[Stored data]

——

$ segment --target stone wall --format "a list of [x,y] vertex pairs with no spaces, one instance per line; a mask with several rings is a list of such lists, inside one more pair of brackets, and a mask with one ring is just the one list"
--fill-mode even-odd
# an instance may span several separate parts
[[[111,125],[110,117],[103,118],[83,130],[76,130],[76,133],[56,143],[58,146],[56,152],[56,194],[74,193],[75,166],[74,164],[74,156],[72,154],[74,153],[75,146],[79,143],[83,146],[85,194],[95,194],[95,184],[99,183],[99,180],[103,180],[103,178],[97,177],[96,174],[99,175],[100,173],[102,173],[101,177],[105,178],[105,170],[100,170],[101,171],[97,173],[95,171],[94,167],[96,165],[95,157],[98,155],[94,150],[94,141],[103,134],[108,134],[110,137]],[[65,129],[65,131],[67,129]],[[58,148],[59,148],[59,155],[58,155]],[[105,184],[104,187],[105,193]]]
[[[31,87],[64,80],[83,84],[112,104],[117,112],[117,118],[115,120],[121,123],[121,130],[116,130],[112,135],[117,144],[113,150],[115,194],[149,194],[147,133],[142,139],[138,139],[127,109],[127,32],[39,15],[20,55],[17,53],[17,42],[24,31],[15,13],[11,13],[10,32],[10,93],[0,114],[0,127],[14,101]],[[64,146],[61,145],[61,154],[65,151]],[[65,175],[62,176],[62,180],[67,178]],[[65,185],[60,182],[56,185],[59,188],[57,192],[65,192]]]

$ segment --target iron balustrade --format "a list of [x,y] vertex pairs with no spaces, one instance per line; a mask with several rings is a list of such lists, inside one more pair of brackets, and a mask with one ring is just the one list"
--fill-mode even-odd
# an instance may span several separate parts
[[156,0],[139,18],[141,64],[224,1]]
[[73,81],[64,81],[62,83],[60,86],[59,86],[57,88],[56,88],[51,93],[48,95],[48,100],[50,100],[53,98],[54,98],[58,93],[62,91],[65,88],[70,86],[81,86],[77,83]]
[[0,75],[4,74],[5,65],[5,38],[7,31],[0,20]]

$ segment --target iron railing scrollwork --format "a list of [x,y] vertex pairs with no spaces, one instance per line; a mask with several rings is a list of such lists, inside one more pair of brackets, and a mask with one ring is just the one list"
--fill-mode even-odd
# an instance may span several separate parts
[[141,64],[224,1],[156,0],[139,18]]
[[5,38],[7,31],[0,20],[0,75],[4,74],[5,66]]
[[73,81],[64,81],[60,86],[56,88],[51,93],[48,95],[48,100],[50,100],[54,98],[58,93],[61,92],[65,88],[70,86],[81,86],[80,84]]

——

-- TASK PROMPT --
Starting with the line that contains "--target iron railing" and going on through the last line of the items, output each line as a row of a Markdown table with the columns "Row" and "Line", leaving out blank lines.

-- CORRECT RESULT --
| Row | Line |
|---|---|
| 1 | $ segment --target iron railing scrollwork --format "a list of [x,y] vertex pairs with no spaces, one instance per line; a mask with several rings is a list of such lists, inside one more pair of brackets, and a mask with one ring is just the one list" |
| 2 | --fill-mode even-odd |
| 3 | # an instance may span several separate parts |
| 4 | [[141,64],[224,1],[156,0],[139,18]] |
| 5 | [[5,38],[7,31],[0,20],[0,75],[4,74],[5,66]] |
| 6 | [[73,81],[64,81],[60,86],[56,88],[51,93],[48,95],[48,100],[50,100],[54,98],[58,93],[61,92],[65,88],[70,86],[81,86],[80,84]] |